The interferon‐stimulated gene 54 K promoter contains two adjacent functional interferon‐stimulated response elements of different strength, which act synergistically for maximal interferon‐α inducibility

Abstract

The interferon-α(IFN-α)-regulated hamster ISG-54 K gene, which is activated in hamster CHO-12 cells at least 40-fold, was isolated and the promoter region was characterized in detail. Sequence analysis revealed the presence of two elements, closely related to the interferon-stimulated-response-element (ISRE) consensus sequence [AGTTTCNNTTTC(^C_T)]. The putative ISRE-I sequence (GGTTTCAATTTCT) is located at position -97 to -85; ISRE-II (AGTTTTACTTTCT), which differs at three positions from ISRE-I, is found directly upstream of ISRE-I at position -110 to -98. In a transient transfection assay in CHO-12 cells the wild-type hamster ISG-54K –promoter–chloramphenicol-acetyl-transferase (CAT) reporter construct showed a 40–80-fold induction, offering an excellent model to study the functional properties of the two ISRE. To find out whether both elements were functional in interferon regulation of the promoter, selected point mutations were introduced in the -110 to -85 region and in flanking sequences. The (mutated) ISG-54 K promoter was linked to the CAT reporter gene and transiently expressed in CHO cells in the absence and presence of murine (Mu)IFN-α6. Transfections showed that both the -97 to -85 (ISRE-I) and the -110 to -98 (ISRE-II) segment were needed for optimal interferon induction of the ISG-54 K promoter. However, ISRE-I has an approximately sevenfold stronger activity compared to ISRE-II. Sequential substitution of the three ISRE-I bases, which differ in ISRE-II showed that the T at position -105 causes the lower activity of ISRE-II. Transfection of ISG-54 K promoter constructs, in which ISRE-I was replaced by ISRE-II, which generates a promoter with two ISRE-II segments, and vice versa (two ISRE-I), provided further evidence for a role of both elements in IFN-α induction. Importantly, all data obtained in transfection studies show that the two ISRE cooperate synergistically. The mechanism of synergism is most probably an indirect interaction between transcription factors binding to the ISRE, because an increase in the spacial arrangement of the two ISRE with a complete helical turn or half a turn did not result in a substantial decrease in promoter activity.

Information
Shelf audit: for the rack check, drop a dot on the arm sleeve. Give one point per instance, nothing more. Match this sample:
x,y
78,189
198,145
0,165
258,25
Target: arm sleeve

Brief
According to the ISG-54 K promoter abstract, which base causes the lower activity of ISRE-II?

Task result
The T at position -105.